### Task objective
Count how many lines of the items below contain the string "picture". Give only the number.

### A section of a data file
━━━━━━━━━━━━━━━━━━━━
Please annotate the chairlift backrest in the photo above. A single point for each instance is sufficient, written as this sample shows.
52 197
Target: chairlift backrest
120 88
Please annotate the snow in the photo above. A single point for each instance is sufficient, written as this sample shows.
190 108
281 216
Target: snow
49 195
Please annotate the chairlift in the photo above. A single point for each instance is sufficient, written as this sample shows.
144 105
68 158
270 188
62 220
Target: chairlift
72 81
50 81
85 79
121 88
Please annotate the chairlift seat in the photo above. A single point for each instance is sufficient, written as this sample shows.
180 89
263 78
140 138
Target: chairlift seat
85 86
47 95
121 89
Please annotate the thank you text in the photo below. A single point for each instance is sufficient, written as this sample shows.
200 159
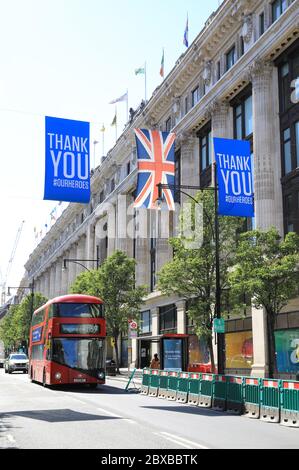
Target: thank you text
67 160
234 175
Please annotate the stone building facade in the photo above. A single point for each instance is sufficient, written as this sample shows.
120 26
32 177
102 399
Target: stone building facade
236 80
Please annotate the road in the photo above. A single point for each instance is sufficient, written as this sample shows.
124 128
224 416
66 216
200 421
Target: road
33 417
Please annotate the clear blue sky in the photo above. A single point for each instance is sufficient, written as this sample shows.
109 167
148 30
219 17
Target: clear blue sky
69 58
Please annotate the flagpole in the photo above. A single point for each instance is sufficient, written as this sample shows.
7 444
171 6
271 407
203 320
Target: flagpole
145 81
127 106
103 140
116 123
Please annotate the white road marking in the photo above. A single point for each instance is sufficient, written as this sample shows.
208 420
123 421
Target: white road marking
109 413
114 415
11 438
181 441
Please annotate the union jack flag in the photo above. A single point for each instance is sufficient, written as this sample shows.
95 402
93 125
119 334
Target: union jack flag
155 158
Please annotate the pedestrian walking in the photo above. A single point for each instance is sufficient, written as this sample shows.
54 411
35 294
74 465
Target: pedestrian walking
155 362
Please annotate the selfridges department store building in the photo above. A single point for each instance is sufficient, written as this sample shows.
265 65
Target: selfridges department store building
236 80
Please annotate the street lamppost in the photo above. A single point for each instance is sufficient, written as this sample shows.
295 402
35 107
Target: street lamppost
79 261
181 188
31 287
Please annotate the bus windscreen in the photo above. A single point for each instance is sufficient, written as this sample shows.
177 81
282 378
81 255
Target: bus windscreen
76 310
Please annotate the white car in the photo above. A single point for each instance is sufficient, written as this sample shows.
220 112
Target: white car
15 362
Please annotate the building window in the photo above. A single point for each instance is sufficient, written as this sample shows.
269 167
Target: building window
218 70
243 126
168 318
195 96
278 7
285 86
289 211
205 148
112 185
101 198
145 322
261 24
153 263
168 125
297 143
177 175
242 47
230 58
287 154
186 105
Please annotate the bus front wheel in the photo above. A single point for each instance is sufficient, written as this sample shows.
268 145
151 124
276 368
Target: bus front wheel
44 379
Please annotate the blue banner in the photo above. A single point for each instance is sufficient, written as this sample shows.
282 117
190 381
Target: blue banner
235 179
67 175
37 334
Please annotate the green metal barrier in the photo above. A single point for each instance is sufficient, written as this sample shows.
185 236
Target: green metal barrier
145 381
194 388
289 400
270 400
206 390
183 387
162 393
172 385
234 394
219 393
252 397
154 383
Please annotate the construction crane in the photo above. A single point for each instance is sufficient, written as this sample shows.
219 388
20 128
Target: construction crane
4 281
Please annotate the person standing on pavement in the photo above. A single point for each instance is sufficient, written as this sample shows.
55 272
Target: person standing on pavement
155 362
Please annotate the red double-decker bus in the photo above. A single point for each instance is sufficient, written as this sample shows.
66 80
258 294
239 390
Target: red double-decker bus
67 341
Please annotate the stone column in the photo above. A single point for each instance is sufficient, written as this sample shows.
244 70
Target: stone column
266 146
189 159
47 283
267 186
89 245
71 267
111 229
142 248
259 333
155 329
64 275
52 280
80 254
222 124
58 274
181 316
124 215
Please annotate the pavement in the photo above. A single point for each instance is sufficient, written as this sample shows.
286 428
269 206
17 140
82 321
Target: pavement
125 374
77 417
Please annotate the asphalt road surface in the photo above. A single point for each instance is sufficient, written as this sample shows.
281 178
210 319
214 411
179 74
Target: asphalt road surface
34 417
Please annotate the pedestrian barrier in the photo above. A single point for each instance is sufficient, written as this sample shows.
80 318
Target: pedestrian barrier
163 387
172 385
206 390
270 400
183 386
194 389
252 397
145 381
219 393
234 394
154 383
289 411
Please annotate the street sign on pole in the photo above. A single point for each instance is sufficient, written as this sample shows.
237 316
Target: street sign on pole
219 325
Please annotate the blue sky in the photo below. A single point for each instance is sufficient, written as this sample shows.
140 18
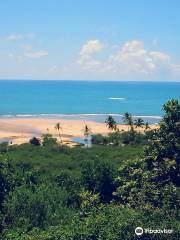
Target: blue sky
90 39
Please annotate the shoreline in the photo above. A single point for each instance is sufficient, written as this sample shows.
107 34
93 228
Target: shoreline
21 130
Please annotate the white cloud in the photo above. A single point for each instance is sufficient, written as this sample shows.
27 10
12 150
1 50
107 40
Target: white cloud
90 47
36 54
130 60
14 37
27 46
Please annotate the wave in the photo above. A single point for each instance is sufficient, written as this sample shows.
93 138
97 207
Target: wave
117 98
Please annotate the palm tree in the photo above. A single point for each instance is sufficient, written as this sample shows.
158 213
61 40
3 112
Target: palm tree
59 128
127 118
87 133
111 123
146 126
139 123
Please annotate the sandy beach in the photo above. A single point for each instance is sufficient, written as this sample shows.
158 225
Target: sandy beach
20 130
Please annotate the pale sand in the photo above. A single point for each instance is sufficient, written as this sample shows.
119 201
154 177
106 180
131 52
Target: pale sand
22 129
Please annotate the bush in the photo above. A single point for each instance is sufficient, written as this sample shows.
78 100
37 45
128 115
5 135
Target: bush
35 141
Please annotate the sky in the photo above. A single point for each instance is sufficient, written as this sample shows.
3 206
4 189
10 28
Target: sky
90 40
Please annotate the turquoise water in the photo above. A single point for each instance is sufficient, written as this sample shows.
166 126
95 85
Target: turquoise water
85 97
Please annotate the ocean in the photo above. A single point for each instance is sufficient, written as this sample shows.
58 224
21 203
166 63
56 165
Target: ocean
88 100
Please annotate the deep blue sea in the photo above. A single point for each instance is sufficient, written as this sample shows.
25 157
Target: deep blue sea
85 97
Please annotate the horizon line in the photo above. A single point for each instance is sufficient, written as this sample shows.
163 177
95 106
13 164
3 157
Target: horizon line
95 80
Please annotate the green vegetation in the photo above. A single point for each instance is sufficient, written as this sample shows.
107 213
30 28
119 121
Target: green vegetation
126 180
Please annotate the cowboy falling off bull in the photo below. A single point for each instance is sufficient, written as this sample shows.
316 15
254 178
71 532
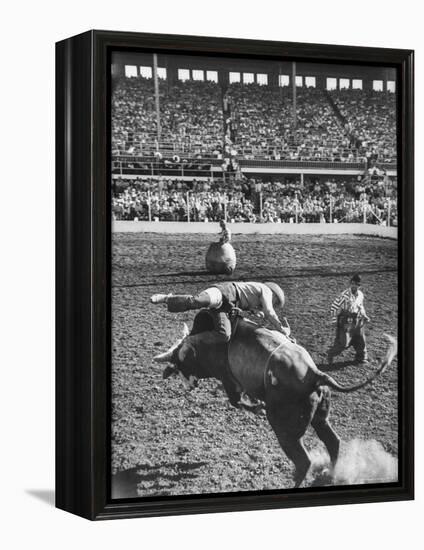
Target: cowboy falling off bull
224 301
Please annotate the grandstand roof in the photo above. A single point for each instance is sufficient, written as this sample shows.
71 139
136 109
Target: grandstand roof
255 65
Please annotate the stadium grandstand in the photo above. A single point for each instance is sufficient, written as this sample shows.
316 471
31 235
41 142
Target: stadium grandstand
199 138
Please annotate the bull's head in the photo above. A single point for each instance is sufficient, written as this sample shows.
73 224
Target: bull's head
180 364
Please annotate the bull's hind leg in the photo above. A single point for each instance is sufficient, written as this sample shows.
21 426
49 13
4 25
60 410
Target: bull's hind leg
296 451
322 426
289 424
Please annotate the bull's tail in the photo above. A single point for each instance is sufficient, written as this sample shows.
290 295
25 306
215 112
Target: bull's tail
326 379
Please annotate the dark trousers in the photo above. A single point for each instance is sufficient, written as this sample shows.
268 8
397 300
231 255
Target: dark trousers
349 333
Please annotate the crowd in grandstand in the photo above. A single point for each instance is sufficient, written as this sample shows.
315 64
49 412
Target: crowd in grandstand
256 201
190 117
370 119
338 126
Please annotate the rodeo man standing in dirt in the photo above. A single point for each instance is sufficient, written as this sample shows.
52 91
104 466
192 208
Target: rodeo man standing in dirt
225 235
348 313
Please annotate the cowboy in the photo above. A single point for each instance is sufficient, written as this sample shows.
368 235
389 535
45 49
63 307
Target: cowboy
348 314
221 299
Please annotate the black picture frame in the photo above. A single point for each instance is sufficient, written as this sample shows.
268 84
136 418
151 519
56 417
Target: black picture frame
83 250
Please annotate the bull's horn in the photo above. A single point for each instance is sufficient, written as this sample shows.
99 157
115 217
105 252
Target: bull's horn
167 355
164 357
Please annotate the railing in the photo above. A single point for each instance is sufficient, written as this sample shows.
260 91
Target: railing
207 167
223 206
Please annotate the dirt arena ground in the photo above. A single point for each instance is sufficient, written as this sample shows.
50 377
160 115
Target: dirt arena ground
166 441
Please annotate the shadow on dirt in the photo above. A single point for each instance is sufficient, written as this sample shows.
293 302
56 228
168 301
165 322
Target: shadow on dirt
340 365
155 478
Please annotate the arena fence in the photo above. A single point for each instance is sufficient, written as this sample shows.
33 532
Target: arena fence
256 228
262 214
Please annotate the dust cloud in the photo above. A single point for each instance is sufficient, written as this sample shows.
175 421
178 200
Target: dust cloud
360 462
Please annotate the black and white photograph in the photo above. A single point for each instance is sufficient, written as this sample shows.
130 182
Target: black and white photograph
254 275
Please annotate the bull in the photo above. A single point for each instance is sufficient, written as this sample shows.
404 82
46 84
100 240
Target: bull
273 369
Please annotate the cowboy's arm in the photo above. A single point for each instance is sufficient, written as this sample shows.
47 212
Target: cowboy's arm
362 308
335 308
271 316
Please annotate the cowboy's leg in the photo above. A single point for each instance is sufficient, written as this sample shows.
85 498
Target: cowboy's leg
211 297
360 345
338 345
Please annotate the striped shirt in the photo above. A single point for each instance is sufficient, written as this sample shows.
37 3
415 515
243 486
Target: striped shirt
347 301
225 236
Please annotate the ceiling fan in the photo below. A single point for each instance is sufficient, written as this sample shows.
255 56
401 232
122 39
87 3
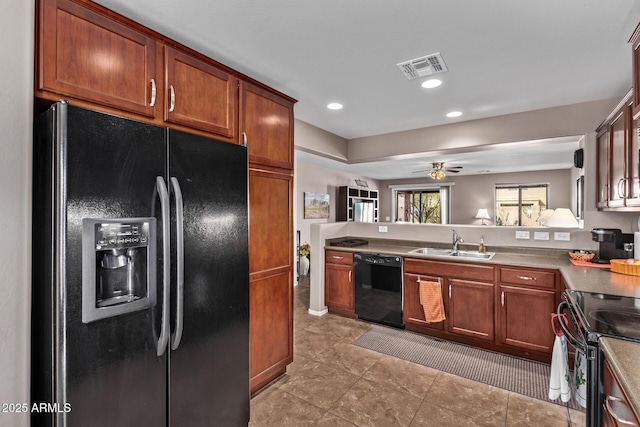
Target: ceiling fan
438 171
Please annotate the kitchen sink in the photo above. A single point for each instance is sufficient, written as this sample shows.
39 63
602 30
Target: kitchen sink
449 252
431 251
474 254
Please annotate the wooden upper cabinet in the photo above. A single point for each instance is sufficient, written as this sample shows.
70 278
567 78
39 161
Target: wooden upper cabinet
266 125
618 160
602 168
635 41
85 55
199 95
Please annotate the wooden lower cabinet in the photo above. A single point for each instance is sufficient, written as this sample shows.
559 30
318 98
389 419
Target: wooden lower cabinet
270 274
525 318
271 331
467 293
338 290
471 310
500 308
527 298
412 312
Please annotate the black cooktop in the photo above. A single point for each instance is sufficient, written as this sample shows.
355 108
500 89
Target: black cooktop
608 315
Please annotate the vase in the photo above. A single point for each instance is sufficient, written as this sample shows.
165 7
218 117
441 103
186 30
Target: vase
304 265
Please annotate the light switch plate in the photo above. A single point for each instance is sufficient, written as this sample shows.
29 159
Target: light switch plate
540 235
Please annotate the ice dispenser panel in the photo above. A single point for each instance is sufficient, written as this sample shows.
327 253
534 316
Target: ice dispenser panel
118 266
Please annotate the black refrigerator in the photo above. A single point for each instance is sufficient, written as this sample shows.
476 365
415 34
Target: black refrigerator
140 298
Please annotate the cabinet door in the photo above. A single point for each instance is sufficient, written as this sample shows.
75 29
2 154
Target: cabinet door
525 318
471 310
339 292
412 311
271 221
271 275
618 160
267 126
602 166
635 40
633 156
85 55
270 327
199 95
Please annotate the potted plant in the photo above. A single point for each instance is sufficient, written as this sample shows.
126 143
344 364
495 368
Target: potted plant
304 252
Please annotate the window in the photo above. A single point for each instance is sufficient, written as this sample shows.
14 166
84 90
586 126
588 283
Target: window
521 204
428 205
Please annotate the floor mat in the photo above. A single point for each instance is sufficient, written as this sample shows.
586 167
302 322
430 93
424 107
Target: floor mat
499 370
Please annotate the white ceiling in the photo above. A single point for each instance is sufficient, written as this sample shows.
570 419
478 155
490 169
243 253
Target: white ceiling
503 56
547 154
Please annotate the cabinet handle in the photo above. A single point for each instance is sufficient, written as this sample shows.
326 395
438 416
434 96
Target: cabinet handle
153 93
619 188
172 106
613 414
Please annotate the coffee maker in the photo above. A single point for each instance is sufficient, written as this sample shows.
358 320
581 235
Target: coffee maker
614 244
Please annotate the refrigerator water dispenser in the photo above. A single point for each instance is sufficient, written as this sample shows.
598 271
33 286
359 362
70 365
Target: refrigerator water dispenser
118 266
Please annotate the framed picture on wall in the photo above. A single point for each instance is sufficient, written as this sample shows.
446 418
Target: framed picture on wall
316 205
580 197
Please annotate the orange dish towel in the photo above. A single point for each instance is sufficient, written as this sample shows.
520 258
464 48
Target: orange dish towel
431 301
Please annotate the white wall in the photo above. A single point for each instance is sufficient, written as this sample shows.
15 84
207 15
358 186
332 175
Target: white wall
16 72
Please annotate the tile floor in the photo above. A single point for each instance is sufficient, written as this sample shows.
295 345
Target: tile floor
333 383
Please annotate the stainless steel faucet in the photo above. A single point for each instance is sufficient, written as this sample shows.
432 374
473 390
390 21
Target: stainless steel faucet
456 240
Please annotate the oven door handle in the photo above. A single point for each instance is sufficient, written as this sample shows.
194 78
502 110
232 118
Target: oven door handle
572 340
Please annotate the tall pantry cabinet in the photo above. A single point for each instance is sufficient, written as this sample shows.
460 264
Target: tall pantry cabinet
154 79
266 126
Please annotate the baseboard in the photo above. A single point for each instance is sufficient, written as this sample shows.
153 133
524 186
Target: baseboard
318 313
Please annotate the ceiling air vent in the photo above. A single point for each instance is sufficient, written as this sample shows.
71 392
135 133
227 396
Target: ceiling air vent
423 66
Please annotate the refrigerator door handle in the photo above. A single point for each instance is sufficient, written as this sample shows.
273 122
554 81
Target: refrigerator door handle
177 335
166 260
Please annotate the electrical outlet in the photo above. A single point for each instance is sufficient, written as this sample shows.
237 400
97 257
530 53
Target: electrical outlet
540 235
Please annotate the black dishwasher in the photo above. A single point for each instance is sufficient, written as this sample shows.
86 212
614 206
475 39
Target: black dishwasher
378 288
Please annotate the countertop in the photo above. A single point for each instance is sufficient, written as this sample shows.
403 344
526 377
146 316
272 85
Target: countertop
590 279
623 355
624 358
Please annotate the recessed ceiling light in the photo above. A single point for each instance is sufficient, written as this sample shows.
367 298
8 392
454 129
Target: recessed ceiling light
431 83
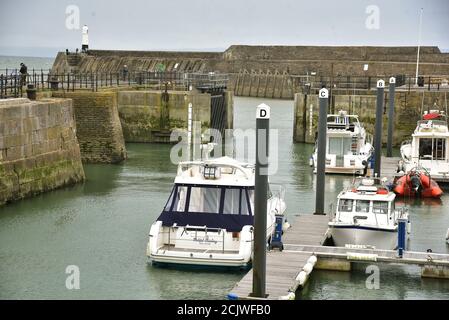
━━━━━━━━━━━━━━━━━━━━
### The solution
4